**** Task data ****
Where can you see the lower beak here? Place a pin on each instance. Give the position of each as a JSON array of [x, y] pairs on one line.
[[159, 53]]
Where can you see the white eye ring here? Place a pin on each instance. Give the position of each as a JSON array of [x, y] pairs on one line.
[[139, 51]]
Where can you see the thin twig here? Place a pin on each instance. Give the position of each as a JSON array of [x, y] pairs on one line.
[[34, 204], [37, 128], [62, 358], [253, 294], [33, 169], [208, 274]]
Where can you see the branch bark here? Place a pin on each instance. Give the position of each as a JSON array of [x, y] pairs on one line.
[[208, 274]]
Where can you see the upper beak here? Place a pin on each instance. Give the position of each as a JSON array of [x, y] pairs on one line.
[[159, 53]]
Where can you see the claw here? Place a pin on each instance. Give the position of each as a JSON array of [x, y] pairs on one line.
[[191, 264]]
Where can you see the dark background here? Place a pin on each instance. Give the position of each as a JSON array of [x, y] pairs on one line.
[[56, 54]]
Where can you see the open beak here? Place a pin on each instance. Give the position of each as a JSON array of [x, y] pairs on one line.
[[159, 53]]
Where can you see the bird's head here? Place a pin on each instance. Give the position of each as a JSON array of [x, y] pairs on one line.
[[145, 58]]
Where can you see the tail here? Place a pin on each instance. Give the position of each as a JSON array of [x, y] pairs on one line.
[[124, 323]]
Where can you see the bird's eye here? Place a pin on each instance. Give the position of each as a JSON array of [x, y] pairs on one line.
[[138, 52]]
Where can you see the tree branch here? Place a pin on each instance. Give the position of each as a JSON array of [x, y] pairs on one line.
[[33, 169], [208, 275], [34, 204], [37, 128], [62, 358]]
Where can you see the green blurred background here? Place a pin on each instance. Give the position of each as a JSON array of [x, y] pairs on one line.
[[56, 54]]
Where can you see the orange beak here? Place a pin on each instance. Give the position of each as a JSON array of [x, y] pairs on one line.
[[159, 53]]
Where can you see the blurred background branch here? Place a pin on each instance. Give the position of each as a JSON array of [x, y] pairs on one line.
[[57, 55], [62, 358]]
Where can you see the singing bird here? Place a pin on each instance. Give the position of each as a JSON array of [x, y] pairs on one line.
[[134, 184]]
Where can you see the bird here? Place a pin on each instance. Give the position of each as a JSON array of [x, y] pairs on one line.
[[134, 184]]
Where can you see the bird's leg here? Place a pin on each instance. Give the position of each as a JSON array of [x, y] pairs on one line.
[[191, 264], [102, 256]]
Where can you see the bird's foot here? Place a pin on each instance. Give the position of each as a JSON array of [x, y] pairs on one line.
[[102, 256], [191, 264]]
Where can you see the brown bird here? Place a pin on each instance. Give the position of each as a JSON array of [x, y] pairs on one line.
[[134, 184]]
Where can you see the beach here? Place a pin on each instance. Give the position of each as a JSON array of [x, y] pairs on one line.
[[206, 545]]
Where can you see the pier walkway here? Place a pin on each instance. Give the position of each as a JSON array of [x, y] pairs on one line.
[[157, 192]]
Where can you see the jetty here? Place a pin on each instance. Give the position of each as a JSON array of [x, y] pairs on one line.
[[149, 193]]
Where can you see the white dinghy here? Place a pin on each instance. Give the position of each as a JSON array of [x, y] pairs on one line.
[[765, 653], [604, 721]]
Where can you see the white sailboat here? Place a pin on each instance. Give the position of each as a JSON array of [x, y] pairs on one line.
****
Reproduce the entries exactly as they appear.

Where can you see the lower beak here? Place a pin on each instance. Give the position of each as a JSON array of [x, y] pairs on one line.
[[159, 53]]
Where can you see the white eye ring here? Place a pin on each instance. Give the position of each as a JSON array of [x, y] pairs on one line.
[[139, 51]]
Where can you see the thin twig here? Place a pin on each instance. Give the position of each as a JSON array of [x, y] pairs on one line.
[[34, 204], [37, 128], [62, 358], [253, 294], [33, 169], [208, 274]]
Where can you see the branch bark here? Place a pin on each instance. Give the position of each as a JSON array of [x, y] pairs on one line.
[[208, 274]]
Where can you see the upper beak here? Place a pin on each instance. Give the position of each as a JSON array of [x, y] pairs on one line.
[[159, 53]]
Where can you see the claw here? Place a pin on each instance. Give the position of each as a JSON array of [x, y] pairs on one line.
[[191, 264]]
Where can you see the dark background here? Place a pin on each instance. Give the position of each as a JSON array of [x, y] pairs on one line.
[[56, 54]]
Where can you see the open beak here? Place a pin on each instance. Give the position of each as a JSON array of [x, y] pairs on one line.
[[159, 53]]
Where can you see the bird's head here? Place a pin on each instance. Give the position of each as a JSON array of [x, y] pairs on one line.
[[145, 58]]
Where can you see the tail here? Place a pin on each instance. Give the position of each as a JSON array of [x, y] pairs on one line.
[[124, 323]]
Where can you see the bird's eye here? Place a pin on each instance. Give the position of each as a JSON array of [x, y] pairs on one line.
[[138, 52]]
Where can you see the tree branch here? Place a pin on each instance. Give the position of each as a JSON array of [x, y] pairs on one line.
[[33, 169], [208, 275], [34, 204], [37, 128], [62, 358]]
Where can you see the green blurred background here? Place a pin on each instance. Give the position of each as a JSON array of [x, y] pairs on one line.
[[56, 54]]
Where can you see the orange beak here? Place a pin on each instance. Give the position of each as a JSON array of [x, y] pairs on one line.
[[159, 53]]
Where can you see the blurred background branch here? Place a pin on each instance. Give the position of each as a JSON array of [x, y] pairs on one line.
[[57, 55], [62, 358]]
Where can you see the singing bird here? Place a pin on each instance. Give the position of each as a JSON array of [x, y] pairs on one line.
[[134, 184]]
Where can you see the bird here? Place a pin on each instance. Give the position of each as a JSON array of [x, y] pairs on one line.
[[134, 184]]
Where can you see the bird's leg here? Place a pin on each instance. Give the position of each as a JSON array of [x, y] pairs on one line.
[[191, 264], [102, 256]]
Where can you see the bird's foot here? Place a pin on each instance. Give the position of each as a JSON array of [x, y] pairs on one line.
[[102, 256], [191, 264]]
Where can you see the brown bird here? Place a pin on each instance. Give the position of each as a JSON array of [x, y] pairs on one line.
[[134, 184]]
Where can you see the beach here? Place a pin on each instance. Give the position of each as a JSON array of [x, y] pairs on one line.
[[206, 545]]
Where can you see the pier walkway here? Place a pin on each instance. Give the position of each as a JSON array of [x, y] pairs on one line.
[[157, 192]]
Where can you see the jetty here? Place a pin on each instance. Give the position of each as a JSON array of [x, y] pairs on one line.
[[149, 193]]
Where can you see the white dinghy here? Place a pin on each instance. Give the position of each as a JSON array of [x, y] pairs on one line.
[[765, 653], [604, 721]]
Where can you see the white sailboat here? Place a pin on each instance. Give the position of each as a JSON array of [x, y] pairs on one line.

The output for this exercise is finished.